WORK TASK: Find "white bowl, place" in the data below; transcribe the line it appears on and each line after it, exactly, to the end, and nothing else.

══ SUPPLIED DATA ══

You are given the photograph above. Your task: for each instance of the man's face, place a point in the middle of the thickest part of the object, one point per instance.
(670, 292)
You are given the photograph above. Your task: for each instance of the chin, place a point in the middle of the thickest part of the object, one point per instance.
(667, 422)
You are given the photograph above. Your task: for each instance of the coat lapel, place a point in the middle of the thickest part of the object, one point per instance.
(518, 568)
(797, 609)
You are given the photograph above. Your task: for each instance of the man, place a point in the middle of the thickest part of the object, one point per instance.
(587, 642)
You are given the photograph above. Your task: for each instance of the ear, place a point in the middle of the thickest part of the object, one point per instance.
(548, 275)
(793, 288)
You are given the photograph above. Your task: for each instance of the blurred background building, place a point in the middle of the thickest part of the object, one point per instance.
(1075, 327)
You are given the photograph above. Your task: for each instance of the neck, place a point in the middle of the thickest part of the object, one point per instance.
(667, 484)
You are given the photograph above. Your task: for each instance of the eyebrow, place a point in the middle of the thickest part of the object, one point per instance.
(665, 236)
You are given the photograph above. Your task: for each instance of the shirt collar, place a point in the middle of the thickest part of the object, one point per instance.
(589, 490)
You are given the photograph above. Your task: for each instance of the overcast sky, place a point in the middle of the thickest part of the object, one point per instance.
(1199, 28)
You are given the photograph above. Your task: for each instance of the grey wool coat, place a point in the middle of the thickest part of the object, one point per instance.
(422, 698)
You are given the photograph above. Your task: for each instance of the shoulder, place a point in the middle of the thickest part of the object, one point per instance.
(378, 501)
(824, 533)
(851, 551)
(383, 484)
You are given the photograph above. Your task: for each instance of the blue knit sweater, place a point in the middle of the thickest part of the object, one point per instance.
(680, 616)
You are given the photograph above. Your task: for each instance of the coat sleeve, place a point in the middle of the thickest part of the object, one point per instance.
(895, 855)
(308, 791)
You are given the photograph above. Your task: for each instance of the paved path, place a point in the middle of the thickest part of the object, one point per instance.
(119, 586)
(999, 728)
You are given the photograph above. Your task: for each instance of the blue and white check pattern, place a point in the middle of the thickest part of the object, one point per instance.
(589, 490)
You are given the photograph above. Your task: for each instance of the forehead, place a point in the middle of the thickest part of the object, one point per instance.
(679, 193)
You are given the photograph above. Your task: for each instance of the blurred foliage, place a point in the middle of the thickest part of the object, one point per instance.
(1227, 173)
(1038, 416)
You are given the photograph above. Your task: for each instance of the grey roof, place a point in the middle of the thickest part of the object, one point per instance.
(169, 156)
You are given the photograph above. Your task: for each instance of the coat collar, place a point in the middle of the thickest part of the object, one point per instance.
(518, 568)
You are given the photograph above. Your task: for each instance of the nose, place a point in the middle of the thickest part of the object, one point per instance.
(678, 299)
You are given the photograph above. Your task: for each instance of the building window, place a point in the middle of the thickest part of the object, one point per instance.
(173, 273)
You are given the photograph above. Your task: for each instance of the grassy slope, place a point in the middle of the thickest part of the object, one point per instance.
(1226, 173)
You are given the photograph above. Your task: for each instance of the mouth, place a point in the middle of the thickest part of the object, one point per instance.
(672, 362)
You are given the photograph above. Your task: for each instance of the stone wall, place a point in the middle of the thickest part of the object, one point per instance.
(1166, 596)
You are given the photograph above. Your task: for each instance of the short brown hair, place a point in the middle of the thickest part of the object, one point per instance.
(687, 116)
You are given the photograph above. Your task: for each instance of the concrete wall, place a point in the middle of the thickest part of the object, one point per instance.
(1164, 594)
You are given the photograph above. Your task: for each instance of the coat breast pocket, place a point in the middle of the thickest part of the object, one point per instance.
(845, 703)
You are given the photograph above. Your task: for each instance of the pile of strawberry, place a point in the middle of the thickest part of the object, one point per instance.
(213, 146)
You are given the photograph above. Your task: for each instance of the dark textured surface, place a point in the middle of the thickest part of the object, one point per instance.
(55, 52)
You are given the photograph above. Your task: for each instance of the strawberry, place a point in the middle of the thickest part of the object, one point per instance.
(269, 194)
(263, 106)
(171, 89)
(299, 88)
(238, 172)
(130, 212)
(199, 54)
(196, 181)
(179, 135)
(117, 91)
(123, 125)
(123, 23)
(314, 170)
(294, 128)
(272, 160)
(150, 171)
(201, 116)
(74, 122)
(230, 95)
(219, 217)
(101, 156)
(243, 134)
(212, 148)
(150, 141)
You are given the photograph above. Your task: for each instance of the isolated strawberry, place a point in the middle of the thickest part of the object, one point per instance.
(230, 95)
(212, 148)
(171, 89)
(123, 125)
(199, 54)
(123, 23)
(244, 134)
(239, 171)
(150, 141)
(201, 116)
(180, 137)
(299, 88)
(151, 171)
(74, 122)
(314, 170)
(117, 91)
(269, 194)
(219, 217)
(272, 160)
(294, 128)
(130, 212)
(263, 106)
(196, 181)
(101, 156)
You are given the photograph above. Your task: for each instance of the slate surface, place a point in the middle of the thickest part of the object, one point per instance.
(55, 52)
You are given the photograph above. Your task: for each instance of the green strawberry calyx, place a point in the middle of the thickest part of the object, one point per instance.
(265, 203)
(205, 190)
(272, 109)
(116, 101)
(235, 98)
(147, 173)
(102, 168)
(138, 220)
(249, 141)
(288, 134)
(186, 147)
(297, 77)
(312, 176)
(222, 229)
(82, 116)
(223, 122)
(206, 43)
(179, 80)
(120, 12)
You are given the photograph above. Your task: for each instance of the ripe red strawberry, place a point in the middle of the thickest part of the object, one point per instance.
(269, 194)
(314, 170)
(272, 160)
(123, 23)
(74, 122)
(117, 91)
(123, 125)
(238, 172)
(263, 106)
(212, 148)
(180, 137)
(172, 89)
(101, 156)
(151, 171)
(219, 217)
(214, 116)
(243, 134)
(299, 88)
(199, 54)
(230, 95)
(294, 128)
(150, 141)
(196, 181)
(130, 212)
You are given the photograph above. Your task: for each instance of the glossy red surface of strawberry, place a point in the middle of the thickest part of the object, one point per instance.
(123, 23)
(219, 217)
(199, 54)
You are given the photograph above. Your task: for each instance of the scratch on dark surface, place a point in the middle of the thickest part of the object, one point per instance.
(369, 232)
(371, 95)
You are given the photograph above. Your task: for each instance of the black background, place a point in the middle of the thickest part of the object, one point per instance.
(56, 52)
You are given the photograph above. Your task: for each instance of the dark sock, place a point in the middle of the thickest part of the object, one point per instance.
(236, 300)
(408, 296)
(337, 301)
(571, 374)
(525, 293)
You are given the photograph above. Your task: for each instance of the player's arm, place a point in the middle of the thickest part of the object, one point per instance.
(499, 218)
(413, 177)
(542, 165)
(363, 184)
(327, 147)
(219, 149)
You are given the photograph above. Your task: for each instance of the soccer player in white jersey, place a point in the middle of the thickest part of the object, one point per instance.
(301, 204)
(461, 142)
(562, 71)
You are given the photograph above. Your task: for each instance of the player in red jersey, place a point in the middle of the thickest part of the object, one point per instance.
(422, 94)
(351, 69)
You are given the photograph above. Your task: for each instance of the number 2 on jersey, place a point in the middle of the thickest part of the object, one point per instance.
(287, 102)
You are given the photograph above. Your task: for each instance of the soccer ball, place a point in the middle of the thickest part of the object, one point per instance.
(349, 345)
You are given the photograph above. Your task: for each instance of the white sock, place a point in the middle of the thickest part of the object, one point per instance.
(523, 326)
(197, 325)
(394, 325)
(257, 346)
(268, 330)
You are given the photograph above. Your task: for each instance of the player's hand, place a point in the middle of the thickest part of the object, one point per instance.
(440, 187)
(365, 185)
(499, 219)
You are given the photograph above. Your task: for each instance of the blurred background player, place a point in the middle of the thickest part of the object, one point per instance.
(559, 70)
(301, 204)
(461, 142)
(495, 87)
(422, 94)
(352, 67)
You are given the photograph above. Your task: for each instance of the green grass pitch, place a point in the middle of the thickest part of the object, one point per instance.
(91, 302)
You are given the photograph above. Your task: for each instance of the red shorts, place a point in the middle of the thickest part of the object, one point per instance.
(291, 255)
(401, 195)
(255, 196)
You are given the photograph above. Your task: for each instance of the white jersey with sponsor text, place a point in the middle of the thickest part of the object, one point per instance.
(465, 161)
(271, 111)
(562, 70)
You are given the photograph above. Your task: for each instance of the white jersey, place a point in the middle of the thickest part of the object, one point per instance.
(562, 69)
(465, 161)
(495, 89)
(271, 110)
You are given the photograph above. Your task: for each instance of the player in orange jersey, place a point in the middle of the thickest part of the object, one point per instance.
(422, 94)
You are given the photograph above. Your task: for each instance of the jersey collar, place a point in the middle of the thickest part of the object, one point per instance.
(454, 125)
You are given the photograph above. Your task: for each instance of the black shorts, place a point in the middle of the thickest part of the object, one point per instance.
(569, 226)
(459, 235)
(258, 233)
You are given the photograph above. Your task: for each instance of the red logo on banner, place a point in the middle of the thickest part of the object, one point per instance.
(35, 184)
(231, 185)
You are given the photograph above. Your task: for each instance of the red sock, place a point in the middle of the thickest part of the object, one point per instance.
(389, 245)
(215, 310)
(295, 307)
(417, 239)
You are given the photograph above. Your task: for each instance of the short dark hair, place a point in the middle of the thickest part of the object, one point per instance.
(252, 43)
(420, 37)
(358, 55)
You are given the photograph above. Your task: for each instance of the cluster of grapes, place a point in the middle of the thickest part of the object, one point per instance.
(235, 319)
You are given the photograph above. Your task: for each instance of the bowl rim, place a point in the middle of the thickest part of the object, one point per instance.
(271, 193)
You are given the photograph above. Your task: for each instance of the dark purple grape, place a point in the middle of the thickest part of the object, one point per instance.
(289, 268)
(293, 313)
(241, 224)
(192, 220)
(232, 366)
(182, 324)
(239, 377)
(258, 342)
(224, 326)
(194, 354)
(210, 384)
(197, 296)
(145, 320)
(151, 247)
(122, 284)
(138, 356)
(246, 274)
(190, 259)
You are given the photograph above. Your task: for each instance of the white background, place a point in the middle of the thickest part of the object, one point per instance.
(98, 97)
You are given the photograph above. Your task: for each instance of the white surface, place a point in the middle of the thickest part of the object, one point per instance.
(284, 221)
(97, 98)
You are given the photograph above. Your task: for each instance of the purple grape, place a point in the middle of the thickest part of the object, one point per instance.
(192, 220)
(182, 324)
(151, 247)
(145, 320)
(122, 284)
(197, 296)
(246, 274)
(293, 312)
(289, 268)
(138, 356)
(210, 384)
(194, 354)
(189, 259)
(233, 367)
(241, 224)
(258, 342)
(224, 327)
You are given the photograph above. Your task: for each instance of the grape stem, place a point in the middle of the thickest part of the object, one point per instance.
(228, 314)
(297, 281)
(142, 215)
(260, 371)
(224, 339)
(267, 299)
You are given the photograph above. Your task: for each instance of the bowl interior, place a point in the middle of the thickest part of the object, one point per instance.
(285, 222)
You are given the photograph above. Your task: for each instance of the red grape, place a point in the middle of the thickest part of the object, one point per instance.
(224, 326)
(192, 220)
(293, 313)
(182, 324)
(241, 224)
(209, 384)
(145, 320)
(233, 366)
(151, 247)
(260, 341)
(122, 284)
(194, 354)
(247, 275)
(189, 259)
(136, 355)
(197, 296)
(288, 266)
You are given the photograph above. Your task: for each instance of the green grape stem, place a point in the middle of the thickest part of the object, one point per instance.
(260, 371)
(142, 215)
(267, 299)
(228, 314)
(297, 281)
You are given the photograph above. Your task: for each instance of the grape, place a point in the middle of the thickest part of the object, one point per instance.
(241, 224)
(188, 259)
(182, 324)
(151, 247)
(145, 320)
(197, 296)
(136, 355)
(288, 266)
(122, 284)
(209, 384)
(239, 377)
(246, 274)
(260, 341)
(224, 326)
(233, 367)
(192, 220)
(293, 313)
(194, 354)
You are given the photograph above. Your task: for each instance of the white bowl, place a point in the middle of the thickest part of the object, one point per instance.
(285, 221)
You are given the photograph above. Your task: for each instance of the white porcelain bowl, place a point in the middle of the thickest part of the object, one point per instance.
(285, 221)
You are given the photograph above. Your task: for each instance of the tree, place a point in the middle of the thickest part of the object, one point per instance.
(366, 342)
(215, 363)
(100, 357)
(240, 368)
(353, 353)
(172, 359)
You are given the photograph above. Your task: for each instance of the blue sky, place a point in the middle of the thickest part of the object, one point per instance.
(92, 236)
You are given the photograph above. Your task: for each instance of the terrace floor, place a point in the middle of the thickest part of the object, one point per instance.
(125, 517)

═══

RESPONSE BELOW:
You are given the photograph above. Your task: for each instance of the white bowl, place a point in the middle of the thickest part of the object, one point per instance.
(285, 221)
You are given the photograph above. Your task: for each instance of the white porcelain bowl, place a point in the middle of the thickest part of the object, one point per instance.
(285, 221)
You are given the photograph above. Your task: for each instance of the tree, place a point in the middle of the thickest part of the object, one point per instance.
(366, 342)
(215, 363)
(100, 357)
(240, 368)
(353, 353)
(172, 359)
You are given the photograph above. Your task: for each instance of the blue sky, place a point in the middle of the thickest part of the object, one point per instance.
(92, 236)
You are given the photograph above. Your task: for each instance of the terrace floor, place a point in the middle of the thickest part of the object, one point per instance.
(125, 517)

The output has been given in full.